WRITTEN PROBLEM: Edit the lines starting with the line containing "Pick out the plant" and going on through the end of the rows, replacing "plant stem" with "stalk" and keeping everything else unchanged.

EXCERPTED RECORDS:
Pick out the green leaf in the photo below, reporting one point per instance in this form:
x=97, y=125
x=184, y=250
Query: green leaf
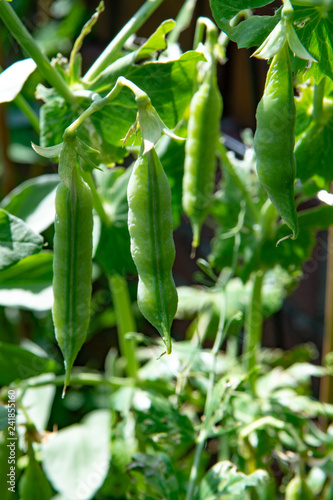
x=33, y=201
x=19, y=364
x=314, y=150
x=250, y=32
x=168, y=84
x=155, y=476
x=314, y=29
x=3, y=417
x=224, y=479
x=14, y=77
x=4, y=466
x=158, y=422
x=87, y=446
x=17, y=240
x=28, y=284
x=33, y=484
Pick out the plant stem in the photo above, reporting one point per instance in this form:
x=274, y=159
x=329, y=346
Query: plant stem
x=30, y=46
x=253, y=324
x=183, y=20
x=93, y=379
x=100, y=102
x=125, y=322
x=231, y=170
x=326, y=383
x=318, y=97
x=111, y=51
x=25, y=107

PROBLEM SOLUTION:
Pick out the stalk in the photo above, reporting one point per instance in this form:
x=274, y=159
x=329, y=346
Query: stalk
x=30, y=46
x=253, y=324
x=183, y=20
x=93, y=379
x=100, y=102
x=125, y=322
x=231, y=170
x=326, y=383
x=318, y=97
x=111, y=51
x=25, y=107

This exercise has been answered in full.